### Data entries
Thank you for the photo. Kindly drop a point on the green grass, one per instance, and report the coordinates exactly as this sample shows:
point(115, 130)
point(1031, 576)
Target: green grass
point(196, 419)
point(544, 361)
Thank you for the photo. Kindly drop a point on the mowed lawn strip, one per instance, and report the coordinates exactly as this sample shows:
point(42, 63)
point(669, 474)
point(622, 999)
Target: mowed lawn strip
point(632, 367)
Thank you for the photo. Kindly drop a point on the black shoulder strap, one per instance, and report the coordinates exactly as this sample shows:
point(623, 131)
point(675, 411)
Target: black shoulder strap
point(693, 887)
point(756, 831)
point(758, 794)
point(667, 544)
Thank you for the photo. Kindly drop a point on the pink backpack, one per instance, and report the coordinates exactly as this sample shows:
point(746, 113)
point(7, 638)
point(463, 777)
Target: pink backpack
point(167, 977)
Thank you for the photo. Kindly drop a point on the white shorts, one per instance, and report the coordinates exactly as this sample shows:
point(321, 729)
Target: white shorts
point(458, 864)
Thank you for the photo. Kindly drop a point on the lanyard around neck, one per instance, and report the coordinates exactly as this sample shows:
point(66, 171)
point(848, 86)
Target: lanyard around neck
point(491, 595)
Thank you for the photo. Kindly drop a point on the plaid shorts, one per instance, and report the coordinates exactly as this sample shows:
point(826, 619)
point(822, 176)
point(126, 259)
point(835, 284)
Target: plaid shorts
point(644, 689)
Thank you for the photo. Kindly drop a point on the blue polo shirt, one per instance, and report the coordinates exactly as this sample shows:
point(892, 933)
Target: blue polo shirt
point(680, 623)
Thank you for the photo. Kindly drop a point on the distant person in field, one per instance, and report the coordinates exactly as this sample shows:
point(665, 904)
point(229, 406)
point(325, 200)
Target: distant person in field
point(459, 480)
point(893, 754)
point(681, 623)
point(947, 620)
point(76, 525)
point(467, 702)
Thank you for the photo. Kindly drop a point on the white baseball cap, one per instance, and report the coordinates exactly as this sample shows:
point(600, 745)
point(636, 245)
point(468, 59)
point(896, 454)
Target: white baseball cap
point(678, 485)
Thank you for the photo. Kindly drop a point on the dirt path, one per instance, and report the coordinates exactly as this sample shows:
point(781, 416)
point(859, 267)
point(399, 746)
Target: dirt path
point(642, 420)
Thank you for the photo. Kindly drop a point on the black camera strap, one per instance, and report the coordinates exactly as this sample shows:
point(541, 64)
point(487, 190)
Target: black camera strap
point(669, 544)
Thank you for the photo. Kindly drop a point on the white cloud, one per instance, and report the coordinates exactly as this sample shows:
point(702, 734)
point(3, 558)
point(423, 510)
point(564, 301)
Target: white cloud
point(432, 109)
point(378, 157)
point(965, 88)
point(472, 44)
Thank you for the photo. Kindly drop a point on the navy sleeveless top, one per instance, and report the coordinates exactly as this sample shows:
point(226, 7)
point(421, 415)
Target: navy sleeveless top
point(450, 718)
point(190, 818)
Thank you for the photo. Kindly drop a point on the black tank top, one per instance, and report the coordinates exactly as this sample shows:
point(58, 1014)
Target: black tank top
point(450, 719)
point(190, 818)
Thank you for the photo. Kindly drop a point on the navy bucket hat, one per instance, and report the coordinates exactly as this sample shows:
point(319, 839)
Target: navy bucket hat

### Task to carry out
Pull out every line above and reproduce each one unchanged, from the first to the last.

### Answer
Thank you for the photo. Kindly drop a point on the green grass, one per instance, and report the coordinates exactly as this sample shows:
point(115, 130)
point(1031, 576)
Target: green grass
point(196, 419)
point(544, 361)
Thank you for the photo. Kindly drop a point on the mowed lawn strip, one per instance, and report the coordinates exactly as this sample shows:
point(42, 63)
point(669, 474)
point(622, 999)
Target: mowed lawn strip
point(632, 367)
Thank you for the photo. Kindly drop a point on the black shoulder strap, one per instance, and report the coordinates exactly as this sample shows:
point(623, 131)
point(675, 411)
Target: black shoulder strap
point(693, 887)
point(756, 831)
point(758, 794)
point(667, 544)
Thank you for the photo. Kindly drop a point on the pink backpack, one per instance, and report the coordinates exactly as this sample shows:
point(746, 113)
point(7, 638)
point(463, 777)
Target: pink backpack
point(167, 977)
Thank you for the photo. Kindly drop a point on the white shorts, one per instance, and report the coordinates exactly as this sample shows:
point(321, 729)
Target: white shorts
point(458, 864)
Thank you for the photo. Kindly drop a point on the lanyard around neck, one per instance, and report the coordinates exactly as this sample shows:
point(66, 171)
point(848, 86)
Target: lanyard around neck
point(491, 595)
Thank you for the photo. Kindly drop a point on the plaid shorts, one per instance, and report the coordinates exactly as this sample shows:
point(826, 619)
point(822, 176)
point(126, 259)
point(835, 284)
Target: plaid shorts
point(644, 689)
Thank you for the photo. Kindly drop a point on the blue polo shirt, one per instance, and report the coordinates exactly as this sample shows:
point(892, 933)
Target: blue polo shirt
point(680, 623)
Thank you for the photo. Kindly drop a point on the distant person in field, one per instance, and report the coordinates exactly as this sample shows:
point(665, 904)
point(229, 406)
point(325, 200)
Target: distant person in field
point(459, 480)
point(893, 754)
point(681, 623)
point(947, 620)
point(76, 525)
point(467, 702)
Thank you for the photo. Kindly drop a point on the white baseball cap, one per instance, and report the coordinates exactly as this sample shows:
point(600, 745)
point(636, 245)
point(468, 59)
point(896, 454)
Target: white baseball cap
point(678, 485)
Thank you for the photo. Kindly drop a point on the dirt path, one per instance, and report the coordinates exactly as this sample shows:
point(781, 416)
point(859, 267)
point(399, 746)
Target: dirt path
point(642, 420)
Thank you for the photo. Kindly drop a point on the black camera strap, one per instance, and report the coordinates exactly as this sample shows:
point(541, 64)
point(487, 190)
Target: black camera strap
point(669, 544)
Thank you for the photo. Kindly drop a point on the white cloud, one per instance, and report the coordinates exactly as this sample shows:
point(702, 734)
point(3, 558)
point(423, 510)
point(564, 301)
Target: white cloud
point(432, 109)
point(378, 157)
point(965, 88)
point(472, 44)
Thank you for the photo. Kindly drop a point on the navy sleeveless top, one per instance, and report the coordinates exactly as this sample shows:
point(226, 7)
point(421, 415)
Target: navy sleeveless top
point(450, 718)
point(190, 818)
Thank you for the photo. Kindly drop a point on the black tank top, one per instance, and report the coordinates exactly as this sample shows:
point(58, 1014)
Target: black tank top
point(450, 719)
point(190, 818)
Thank you for the photo. Kindly drop a point on the navy bucket hat, one per instance, and report the coordinates exactly as this sample shows:
point(319, 839)
Target: navy bucket hat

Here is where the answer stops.